======== EXTRAIT DU DOCUMENT

Orginfo n°133,  3ème trimestre 2014de l' asbl Promotion de l’ Orge de Brasserie, membre du CePiCOP, subsidié par la Région Wallonne

éditeur responsable : J de Montpellier

réalisé par Bruno Monfort (GxABT) (ex FUSAGx)

 

 

1. Une récolte de qualité pour une orge de brasserie de qualité

2. Projet Terrabrew : Pour des « bières belges » du terroir

 

 

1.      Une récolte de qualité pour une orge de brasserie de qualité

Comparée à une récolte d’escourgeons fourragers, la récolte de l’orge de brasserie nécessite des soins particuliers pour ne pas gâcher la qualité au dernier moment :

Un moisson de qualité chez l’agriculteur

- l’orge de brasserie étant destinée à l’alimentation humaine il faut encore plus veiller à la propreté du matériel de livraison : le tracteur et la benne doivent être soigneusement passés au karcher pour éliminer toute trace de fumier, boue … sans oublier de vérifier toute trace de fuite d’huile éventuelle (moteur, circuits hydrauliques …)

================
======== ENTRÉES FOURNIES

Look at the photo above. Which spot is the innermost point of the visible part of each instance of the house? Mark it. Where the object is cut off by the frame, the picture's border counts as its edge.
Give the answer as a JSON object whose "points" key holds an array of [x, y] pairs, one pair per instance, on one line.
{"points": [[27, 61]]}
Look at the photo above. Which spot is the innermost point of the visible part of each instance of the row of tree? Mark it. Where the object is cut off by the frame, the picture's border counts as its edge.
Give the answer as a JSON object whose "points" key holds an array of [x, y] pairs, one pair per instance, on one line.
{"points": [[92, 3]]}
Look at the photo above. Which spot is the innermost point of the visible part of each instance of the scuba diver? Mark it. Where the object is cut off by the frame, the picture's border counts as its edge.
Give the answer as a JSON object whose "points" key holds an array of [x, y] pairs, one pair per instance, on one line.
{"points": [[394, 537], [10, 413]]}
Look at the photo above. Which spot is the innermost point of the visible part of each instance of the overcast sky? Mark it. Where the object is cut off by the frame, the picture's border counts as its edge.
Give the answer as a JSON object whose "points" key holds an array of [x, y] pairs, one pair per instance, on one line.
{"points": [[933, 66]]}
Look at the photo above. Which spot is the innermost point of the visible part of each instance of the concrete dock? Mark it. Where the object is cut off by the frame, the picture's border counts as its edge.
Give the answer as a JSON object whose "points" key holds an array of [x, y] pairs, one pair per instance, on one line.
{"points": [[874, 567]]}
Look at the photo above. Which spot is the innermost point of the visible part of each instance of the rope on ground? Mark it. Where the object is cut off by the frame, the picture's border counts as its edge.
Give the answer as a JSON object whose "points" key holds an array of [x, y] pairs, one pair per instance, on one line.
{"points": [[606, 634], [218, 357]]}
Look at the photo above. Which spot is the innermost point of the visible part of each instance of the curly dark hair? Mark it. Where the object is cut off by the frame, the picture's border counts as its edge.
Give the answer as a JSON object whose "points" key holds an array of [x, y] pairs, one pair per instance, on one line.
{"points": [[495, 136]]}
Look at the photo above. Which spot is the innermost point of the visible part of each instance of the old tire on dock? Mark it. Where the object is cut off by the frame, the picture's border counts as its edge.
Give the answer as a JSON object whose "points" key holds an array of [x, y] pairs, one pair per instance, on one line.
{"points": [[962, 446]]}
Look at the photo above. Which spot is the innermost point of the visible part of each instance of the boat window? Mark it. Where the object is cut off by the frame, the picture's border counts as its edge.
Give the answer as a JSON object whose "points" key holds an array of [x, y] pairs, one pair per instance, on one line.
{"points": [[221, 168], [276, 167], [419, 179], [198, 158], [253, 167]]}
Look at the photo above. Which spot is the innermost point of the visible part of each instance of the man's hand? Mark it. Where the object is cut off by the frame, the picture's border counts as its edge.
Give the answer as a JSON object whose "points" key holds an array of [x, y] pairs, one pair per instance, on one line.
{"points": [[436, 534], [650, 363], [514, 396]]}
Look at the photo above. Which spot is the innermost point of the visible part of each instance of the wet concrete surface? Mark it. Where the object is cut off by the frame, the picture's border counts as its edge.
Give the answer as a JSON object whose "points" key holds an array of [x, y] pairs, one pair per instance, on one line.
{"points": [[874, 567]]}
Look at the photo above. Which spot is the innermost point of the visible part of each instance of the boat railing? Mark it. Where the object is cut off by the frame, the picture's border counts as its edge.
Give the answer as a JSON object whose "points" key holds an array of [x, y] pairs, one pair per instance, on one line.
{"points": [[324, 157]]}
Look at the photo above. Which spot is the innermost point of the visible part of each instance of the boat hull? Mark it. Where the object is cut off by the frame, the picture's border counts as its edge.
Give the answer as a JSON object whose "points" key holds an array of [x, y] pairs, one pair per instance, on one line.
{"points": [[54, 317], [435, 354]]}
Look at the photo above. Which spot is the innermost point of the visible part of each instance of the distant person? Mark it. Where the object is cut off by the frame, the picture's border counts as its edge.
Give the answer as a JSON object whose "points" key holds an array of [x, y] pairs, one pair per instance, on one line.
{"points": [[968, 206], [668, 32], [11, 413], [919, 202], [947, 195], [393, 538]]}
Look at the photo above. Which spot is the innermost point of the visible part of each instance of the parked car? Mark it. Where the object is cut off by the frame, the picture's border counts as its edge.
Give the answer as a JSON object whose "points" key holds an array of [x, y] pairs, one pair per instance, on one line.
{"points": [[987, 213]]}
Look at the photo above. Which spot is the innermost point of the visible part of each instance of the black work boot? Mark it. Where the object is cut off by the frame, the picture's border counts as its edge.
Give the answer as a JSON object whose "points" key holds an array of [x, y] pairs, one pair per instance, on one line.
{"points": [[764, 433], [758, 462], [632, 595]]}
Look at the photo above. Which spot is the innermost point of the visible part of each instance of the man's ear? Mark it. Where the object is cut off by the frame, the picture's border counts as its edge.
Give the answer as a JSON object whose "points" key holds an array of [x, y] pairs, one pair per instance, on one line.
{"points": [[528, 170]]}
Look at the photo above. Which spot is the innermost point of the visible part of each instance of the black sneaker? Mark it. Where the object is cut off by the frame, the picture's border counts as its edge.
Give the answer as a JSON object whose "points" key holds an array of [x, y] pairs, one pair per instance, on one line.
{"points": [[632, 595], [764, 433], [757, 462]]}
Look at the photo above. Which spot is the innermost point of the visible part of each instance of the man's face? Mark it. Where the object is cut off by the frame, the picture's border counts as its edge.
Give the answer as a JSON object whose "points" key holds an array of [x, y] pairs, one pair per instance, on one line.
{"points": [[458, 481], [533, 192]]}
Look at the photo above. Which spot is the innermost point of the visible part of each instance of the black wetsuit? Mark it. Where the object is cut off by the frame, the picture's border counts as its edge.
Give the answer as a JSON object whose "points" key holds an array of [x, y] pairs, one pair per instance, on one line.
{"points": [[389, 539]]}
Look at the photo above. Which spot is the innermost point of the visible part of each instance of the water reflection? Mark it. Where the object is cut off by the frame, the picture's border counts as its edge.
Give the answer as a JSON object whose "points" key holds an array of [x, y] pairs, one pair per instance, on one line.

================

[CONSIGNES DE TRAVAIL]
[1] Restitue sans modification le passage du texte sur la récolte de l'orge de brasserie qui va de "Comparée à une" jusqu'à "circuits hydrauliques …)".
[2] Poursuis le texte sur la récolte de l'orge de brasserie à partir de l'endroit où il s'arrête.

[CORRIGÉ DES EXERCICES]
[1]
Comparée à une récolte d’escourgeons fourragers, la récolte de l’orge de brasserie nécessite des soins particuliers pour ne pas gâcher la qualité au dernier moment :

Un moisson de qualité chez l’agriculteur

- l’orge de brasserie étant destinée à l’alimentation humaine il faut encore plus veiller à la propreté du matériel de livraison : le tracteur et la benne doivent être soigneusement passés au karcher pour éliminer toute trace de fumier, boue … sans oublier de vérifier toute trace de fuite d’huile éventuelle (moteur, circuits hydrauliques …)

[2]
- l’orge de brasserie doit être livrée pure.  Veiller à ce que la moissonneuse soit parfaitement vidangée et propre avant de commencer (évitez d’introduire des restes d’escourgeons, de froment ou autres graines indésirables ….

- évitez de casser le grain ! L’orge de brasserie est un grain nettement plus gros que la plupart des escourgeons ; veillez à bien régler la moissonneuse ! Il vaut mieux que le grain soit mal ébarbé que de sortir du grain cassé : en effet la norme de poids à l’hectolitre n’est pas d’application pour l’orge de brasserie !!  Quand le grain est très sec, ce n’est pas toujours si facile de moissonner sans casser de grains… Les grains cassés ne sont pas éliminés pendant l’opération de calibrage or les normes de réception en malterie précisent un maximum de 3 % d’orgettes (grains <2,2 mm en partie éliminés pendant le calibrage) + grains cassés.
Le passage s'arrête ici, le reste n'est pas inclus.